> **YOUR GOAL**
Can you reproduce the data beneath, keeping every line exact?

> **PROVIDED RECORDS**
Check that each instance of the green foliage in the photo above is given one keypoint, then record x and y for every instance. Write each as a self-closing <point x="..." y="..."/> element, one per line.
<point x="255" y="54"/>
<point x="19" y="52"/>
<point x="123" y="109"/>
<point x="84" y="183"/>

> **ANSWER TO THIS TASK**
Check that each instance of the green foliage in the photo above is given one keypoint, then record x and y for every instance. Write each as a self-closing <point x="..." y="..."/> element, one per line.
<point x="255" y="54"/>
<point x="19" y="52"/>
<point x="123" y="109"/>
<point x="84" y="183"/>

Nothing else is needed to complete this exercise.